+++ Entries provided +++

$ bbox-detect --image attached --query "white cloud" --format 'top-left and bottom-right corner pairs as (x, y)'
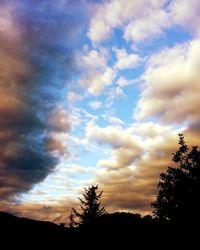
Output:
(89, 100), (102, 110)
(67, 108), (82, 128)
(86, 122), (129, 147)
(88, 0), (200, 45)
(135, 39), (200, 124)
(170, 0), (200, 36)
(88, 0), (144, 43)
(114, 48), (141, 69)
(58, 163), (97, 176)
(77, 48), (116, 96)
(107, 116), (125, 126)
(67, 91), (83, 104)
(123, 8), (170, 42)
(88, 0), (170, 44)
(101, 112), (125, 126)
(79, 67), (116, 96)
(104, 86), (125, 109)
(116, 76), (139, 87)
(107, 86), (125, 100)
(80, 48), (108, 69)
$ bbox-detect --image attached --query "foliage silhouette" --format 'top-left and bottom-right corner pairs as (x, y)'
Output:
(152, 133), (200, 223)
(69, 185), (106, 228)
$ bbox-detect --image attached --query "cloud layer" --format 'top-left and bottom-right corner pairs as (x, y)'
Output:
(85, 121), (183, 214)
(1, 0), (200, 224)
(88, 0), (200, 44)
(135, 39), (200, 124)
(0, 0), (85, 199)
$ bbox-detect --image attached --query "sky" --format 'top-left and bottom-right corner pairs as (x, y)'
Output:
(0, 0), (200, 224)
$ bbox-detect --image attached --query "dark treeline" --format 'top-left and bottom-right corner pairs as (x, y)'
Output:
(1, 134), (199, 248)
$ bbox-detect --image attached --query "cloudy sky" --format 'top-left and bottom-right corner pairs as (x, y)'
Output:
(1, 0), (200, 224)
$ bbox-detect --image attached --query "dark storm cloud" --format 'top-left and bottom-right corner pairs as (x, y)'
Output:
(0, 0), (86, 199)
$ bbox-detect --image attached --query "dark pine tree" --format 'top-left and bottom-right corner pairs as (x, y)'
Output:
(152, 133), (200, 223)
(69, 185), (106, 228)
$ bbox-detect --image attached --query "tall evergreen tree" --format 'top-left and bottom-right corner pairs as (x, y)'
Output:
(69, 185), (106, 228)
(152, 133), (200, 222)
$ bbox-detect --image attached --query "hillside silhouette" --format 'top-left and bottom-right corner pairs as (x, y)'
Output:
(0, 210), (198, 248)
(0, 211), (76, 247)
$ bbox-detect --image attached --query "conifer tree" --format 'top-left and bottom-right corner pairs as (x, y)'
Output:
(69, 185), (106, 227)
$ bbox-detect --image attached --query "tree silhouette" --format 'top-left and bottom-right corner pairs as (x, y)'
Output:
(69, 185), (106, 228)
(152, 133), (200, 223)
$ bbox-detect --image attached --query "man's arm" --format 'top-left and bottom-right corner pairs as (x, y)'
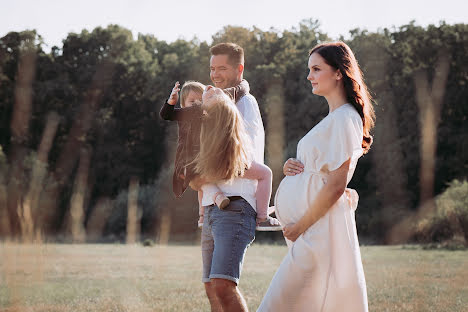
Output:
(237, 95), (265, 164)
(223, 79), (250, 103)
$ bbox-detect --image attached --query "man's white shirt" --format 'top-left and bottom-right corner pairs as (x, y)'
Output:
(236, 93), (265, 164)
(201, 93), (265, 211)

+++
+++ Entries provided +++

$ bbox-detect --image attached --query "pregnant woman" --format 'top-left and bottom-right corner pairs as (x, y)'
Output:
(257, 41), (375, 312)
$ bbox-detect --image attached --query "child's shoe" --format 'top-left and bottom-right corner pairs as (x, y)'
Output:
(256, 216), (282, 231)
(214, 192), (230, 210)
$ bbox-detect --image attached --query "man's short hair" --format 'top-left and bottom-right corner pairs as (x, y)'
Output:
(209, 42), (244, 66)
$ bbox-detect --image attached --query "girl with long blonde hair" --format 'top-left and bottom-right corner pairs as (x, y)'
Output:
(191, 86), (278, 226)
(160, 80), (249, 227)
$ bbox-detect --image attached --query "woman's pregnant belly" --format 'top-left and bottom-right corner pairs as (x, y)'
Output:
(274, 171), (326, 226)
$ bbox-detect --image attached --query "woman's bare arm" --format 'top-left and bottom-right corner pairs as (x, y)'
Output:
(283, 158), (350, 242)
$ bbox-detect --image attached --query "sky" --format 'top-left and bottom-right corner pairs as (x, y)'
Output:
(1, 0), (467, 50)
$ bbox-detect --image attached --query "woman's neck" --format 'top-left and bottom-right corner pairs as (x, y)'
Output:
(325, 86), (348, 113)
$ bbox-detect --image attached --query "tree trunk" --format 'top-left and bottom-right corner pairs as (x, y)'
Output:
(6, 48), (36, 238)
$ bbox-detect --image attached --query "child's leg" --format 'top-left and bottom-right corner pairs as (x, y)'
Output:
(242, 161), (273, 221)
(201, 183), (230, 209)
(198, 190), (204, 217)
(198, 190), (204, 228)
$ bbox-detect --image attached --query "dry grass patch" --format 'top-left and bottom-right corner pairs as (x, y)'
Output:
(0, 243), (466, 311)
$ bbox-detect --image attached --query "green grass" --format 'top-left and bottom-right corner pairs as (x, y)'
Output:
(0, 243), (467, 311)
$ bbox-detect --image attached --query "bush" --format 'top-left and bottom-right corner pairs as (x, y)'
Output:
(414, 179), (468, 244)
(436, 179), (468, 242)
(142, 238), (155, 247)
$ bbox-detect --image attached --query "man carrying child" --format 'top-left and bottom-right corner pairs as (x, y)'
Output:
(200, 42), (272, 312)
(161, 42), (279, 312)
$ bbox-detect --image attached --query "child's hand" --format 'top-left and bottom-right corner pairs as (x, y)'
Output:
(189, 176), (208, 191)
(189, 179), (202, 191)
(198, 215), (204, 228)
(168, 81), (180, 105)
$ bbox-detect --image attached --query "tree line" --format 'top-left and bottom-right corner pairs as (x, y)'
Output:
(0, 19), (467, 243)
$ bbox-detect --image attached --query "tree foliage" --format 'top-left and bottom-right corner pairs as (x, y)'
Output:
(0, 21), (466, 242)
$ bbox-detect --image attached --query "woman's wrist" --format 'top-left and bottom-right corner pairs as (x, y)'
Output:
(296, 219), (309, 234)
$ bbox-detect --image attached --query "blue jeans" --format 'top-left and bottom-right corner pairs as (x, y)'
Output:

+++
+++ Entries provided +++

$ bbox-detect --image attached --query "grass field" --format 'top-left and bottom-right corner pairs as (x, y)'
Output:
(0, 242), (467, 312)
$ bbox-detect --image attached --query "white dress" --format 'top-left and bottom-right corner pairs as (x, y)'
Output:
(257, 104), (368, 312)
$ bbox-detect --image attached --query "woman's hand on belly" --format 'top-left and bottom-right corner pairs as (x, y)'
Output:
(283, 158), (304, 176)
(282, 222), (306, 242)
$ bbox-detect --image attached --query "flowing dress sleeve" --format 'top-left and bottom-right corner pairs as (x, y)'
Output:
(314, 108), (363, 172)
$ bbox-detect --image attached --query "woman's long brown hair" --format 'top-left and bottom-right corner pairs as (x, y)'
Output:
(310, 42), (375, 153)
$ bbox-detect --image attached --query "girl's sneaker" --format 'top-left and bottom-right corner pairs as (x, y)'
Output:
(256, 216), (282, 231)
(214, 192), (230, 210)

+++

◆ **Work item**: Throughout the records above, find the lines in which the word "hair" appears and return them.

◆ **Response below**:
$ bbox-detect --image attached --query "man's short hair" --format 'top-left and bottom-right corner pairs as (x, y)'
$ bbox-detect --image attached --query "girl with long blonde hair" --format 'top-left and bottom-right corner pairs as (x, y)'
$ bbox-detect --image attached --query "woman's long brown hair" --format 'top-left and bottom-right corner pairs as (x, y)'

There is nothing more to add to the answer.